**EXPLORE THE MATERIAL:**
(A) Answer these questions from the article about TANGO's overseas missions:
(i) In what year was TANGO founded?
(ii) How many dentists were on the team that went to Fiji?
(iii) Which country's people, according to the photo caption, were happy to see a large TANGO contingent in 2017?
(B) Carry on the article about TANGO's overseas medical missions from the point where it stops.

Posted on December 26, 2018 by Taber Times
FOR THE PEOPLE: The people of Guatemala were very happy to see a large TANGO contingent in 2017. TIMES PHOTO SUBMITTED

By Tim Kalinowski
Alta Newspaper Group – Lethbridge

Doing good in the world begins with strong community support at home, says Dr. Ryan Torrie, president for Taber Assisting Nations through Global Outreach (TANGO).

“It’s been a privilege to be able to serve, and we couldn’t do it without the amazing support of many organizations, hospitals and professionals,” says Torrie. “There is a lot of fantastic people who come together and help out.”

TANGO recently returned from its 10th overseas mission to help those in need, this time landing in Fiji with a 53-member medical and community support team, which included six dentists, three optometrists, three medical doctors (including Torrie), a general surgery team, a cataract surgery team and a 10-person construction team to help build three new pig enclosures for one rural village.

“Fiji has a big need,” Torrie explains. “There is a large, rural population there. There is very little for medical or dental care in some of these areas. The people there are fantastic to work with; and it is safe, so we continue to go back there.”

Torrie was one of the original members of TANGO, which was founded in 2013 with just a few local medical professionals from the Taber area taking part. While Taber is still the epicentre of its fundraising initiatives, explains Torrie, the organization has grown to encompass team members from all over southern Alberta, other parts of Western Canada and even a few from the United States.

**RECORDED DATA:**

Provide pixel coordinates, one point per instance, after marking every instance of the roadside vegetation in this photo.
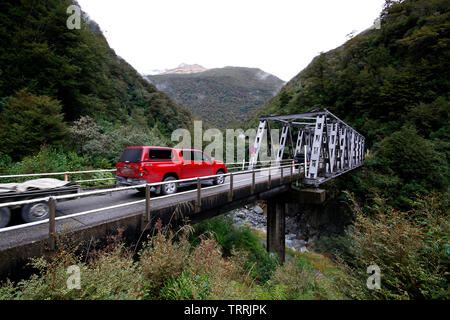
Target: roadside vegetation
(218, 260)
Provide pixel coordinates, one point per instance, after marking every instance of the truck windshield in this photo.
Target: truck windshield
(160, 154)
(131, 155)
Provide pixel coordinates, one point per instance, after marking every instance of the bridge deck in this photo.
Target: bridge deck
(160, 206)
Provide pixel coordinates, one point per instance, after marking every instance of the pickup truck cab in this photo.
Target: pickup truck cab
(139, 165)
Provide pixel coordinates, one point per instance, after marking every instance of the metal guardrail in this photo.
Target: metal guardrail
(52, 200)
(66, 174)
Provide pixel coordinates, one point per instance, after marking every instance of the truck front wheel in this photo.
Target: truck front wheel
(169, 188)
(5, 217)
(35, 212)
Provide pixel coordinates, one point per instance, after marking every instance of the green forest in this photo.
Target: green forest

**ANSWERS FOR THIS EXERCISE:**
(A)
(i) 2013
(ii) Six
(iii) Guatemala

(B)
“One of the best things about our trips has been the people you travel with,” Torrie says. “It has been a very fun community thing to work together that way. We have been tremendously blessed in southern Alberta, and our team members have fantastic jobs. When you travel to some of these places and see peoples’ tremendous needs, it’s hard to not help when you see, for example, people with huge cancers that haven’t been addressed at all. And they don’t have any pain medication, they don’t have treatment, there is no oncology and no radiation or chemotherapy for them. They really have nothing to provide relief or treatment for many other conditions also; so it is really an opportunity to take in professionals with us like cataract surgeons, and have people who were completely blind now able to see 20/20 again. It’s phenomenal.”

Besides Fiji, TANGO has also done medical relief and construction missions to Peru and Mexico. In their next mission in November 2019, TANGO will return to Guatemala.

“We can roll into a rural area in Guatemala, Peru or Fiji and set up our whole clinic in about 20 or 30 minutes to service these little villages,” Torrie said. “It’s pretty amazing actually.”

Torrie says fundraising efforts for that 2019 trip are already underway.

“The organization is completely volunteer,” explains Torrie. “We are a registered charity; so we are able to give people charitable receipts, but we have no paid staff. Every dollar that is donated to us goes directly to buying medication, supplies, equipment and everything we need to operate. We all pay our own way to go, and none of the funds raised go toward food or transportation for our volunteers.”